Task prompt: If a line in the data contains "rock", copy it out.

═══ Given entries

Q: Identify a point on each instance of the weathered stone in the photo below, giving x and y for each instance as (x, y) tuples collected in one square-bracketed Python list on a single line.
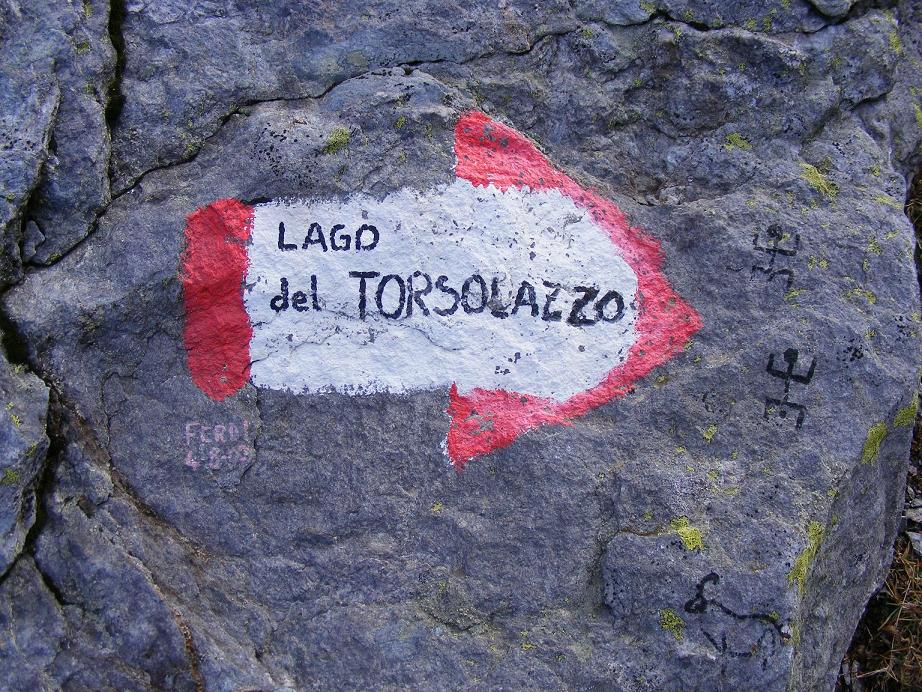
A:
[(23, 445), (720, 526)]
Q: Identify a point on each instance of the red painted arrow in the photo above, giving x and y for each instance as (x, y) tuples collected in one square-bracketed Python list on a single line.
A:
[(218, 330)]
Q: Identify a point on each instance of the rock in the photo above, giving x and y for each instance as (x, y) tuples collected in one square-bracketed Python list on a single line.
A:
[(25, 129), (75, 180), (23, 445), (916, 540), (718, 522)]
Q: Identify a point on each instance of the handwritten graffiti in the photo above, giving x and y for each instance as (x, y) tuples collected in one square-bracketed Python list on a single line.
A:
[(784, 405), (774, 250), (218, 445), (733, 634)]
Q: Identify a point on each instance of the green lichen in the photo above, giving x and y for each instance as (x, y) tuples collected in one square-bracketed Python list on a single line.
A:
[(889, 201), (906, 416), (896, 45), (736, 141), (859, 292), (819, 182), (708, 433), (798, 573), (688, 534), (670, 621), (337, 141), (872, 442)]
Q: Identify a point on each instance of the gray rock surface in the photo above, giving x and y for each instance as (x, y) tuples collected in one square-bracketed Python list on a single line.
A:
[(686, 536), (23, 446)]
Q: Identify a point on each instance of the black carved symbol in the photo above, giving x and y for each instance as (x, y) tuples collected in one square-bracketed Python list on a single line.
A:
[(759, 633), (788, 375), (773, 248)]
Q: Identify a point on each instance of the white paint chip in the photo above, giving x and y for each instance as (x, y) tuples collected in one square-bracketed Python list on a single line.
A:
[(456, 230)]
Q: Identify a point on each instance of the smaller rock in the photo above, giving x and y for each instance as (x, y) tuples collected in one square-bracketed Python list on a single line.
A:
[(833, 8), (31, 240), (916, 540)]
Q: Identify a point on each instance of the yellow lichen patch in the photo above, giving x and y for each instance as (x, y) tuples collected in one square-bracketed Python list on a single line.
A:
[(872, 443), (896, 45), (889, 201), (798, 573), (819, 182), (906, 416), (858, 292), (736, 141), (688, 534), (670, 621), (337, 141), (708, 433)]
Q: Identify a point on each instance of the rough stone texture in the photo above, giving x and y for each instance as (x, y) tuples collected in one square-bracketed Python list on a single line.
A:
[(23, 446), (676, 538), (59, 54)]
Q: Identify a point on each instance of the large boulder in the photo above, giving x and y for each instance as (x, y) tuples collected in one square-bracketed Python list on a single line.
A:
[(714, 519)]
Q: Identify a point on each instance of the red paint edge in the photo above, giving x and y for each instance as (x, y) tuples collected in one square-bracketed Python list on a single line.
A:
[(482, 421), (214, 264)]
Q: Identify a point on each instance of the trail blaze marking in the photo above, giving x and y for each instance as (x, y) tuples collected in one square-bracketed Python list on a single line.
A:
[(531, 299)]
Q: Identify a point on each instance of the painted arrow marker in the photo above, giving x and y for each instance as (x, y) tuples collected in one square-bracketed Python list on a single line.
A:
[(529, 298)]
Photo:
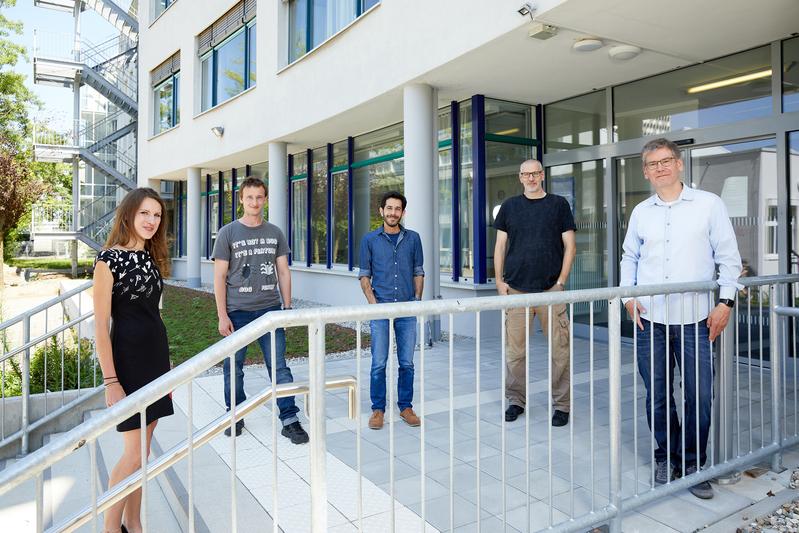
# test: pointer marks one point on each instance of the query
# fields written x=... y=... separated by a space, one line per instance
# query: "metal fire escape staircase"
x=109 y=68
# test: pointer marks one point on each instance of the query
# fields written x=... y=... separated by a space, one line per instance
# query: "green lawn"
x=190 y=319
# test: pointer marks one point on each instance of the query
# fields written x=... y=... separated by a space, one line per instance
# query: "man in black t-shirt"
x=534 y=253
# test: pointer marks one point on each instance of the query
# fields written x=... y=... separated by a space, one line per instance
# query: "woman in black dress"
x=134 y=350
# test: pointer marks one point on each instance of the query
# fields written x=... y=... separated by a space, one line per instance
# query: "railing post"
x=776 y=375
x=26 y=384
x=723 y=403
x=614 y=387
x=316 y=398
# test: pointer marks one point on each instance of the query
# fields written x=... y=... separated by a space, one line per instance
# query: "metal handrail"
x=315 y=318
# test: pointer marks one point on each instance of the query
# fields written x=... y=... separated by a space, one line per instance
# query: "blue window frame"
x=229 y=67
x=312 y=22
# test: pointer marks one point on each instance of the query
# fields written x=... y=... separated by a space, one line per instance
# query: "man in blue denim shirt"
x=391 y=271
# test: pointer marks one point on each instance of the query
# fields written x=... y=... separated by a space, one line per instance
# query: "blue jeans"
x=698 y=387
x=405 y=335
x=288 y=410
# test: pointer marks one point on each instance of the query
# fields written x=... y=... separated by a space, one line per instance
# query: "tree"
x=18 y=190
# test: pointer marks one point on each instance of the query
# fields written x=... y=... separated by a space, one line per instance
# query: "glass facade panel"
x=230 y=69
x=721 y=91
x=298 y=29
x=165 y=95
x=508 y=118
x=502 y=181
x=339 y=223
x=379 y=143
x=339 y=154
x=576 y=122
x=252 y=44
x=790 y=75
x=466 y=212
x=371 y=183
x=582 y=184
x=207 y=81
x=319 y=207
x=445 y=209
x=299 y=221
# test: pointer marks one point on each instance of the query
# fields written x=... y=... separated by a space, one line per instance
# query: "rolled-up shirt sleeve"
x=631 y=253
x=365 y=266
x=418 y=258
x=725 y=251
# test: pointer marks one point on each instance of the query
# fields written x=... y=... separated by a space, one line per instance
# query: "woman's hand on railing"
x=113 y=393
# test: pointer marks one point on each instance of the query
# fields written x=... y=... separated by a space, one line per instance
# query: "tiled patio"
x=563 y=473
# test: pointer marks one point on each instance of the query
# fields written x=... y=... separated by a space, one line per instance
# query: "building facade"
x=335 y=102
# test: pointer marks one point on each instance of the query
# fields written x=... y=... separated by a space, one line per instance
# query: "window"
x=576 y=122
x=227 y=51
x=790 y=75
x=165 y=79
x=319 y=206
x=312 y=22
x=722 y=91
x=339 y=218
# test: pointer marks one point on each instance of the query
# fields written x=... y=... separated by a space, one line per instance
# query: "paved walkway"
x=568 y=478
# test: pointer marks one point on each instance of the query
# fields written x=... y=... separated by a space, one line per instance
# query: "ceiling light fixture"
x=527 y=9
x=587 y=45
x=730 y=81
x=623 y=52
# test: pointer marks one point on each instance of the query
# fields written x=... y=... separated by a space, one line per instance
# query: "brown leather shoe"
x=410 y=417
x=376 y=420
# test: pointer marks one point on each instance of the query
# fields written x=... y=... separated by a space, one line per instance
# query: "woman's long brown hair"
x=123 y=230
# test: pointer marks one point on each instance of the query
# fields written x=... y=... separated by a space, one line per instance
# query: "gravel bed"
x=783 y=520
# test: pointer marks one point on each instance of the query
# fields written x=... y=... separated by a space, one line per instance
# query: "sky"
x=56 y=25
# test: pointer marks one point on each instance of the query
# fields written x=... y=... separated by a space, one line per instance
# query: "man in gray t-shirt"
x=251 y=276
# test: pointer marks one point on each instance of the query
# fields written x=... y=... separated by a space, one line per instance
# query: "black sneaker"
x=513 y=412
x=560 y=418
x=295 y=433
x=239 y=427
x=701 y=490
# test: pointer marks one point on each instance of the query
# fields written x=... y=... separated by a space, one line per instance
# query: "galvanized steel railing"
x=767 y=375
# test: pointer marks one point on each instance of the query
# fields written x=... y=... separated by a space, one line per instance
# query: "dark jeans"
x=288 y=410
x=684 y=343
x=405 y=339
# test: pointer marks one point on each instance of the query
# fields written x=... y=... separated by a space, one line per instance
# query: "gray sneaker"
x=663 y=473
x=701 y=490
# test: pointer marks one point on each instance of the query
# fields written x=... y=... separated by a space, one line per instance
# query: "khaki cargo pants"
x=515 y=384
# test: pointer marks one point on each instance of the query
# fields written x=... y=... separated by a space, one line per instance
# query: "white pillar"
x=278 y=204
x=193 y=225
x=421 y=176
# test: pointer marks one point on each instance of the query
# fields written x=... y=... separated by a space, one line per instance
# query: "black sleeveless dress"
x=138 y=336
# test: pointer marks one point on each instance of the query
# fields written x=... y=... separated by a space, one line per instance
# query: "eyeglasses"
x=534 y=174
x=666 y=162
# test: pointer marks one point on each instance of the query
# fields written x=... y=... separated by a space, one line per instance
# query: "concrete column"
x=193 y=225
x=421 y=176
x=278 y=204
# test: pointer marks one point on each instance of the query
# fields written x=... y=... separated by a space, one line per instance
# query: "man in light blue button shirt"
x=678 y=235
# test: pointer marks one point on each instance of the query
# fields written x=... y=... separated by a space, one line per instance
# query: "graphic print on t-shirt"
x=260 y=253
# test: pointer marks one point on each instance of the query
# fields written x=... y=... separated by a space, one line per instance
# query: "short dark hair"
x=395 y=195
x=657 y=144
x=252 y=181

══════

Written response:
Q: Identify a point on each instance of the rock in the photo above, giving x and y for each instance as (x, y) tuples collected in one square-bracketed Python list on a single line.
Q: Identify a point on each instance of the gray rock surface in the photo above, giving x and y for each instance as (x, y) tuples collected in one square-bracketed Python list on a single line.
Q: Identify a point on each instance of the smaller rock in the photo above, giving x and y for each instance as (x, y) tuples collected in one square-bracketed Python list on a single line.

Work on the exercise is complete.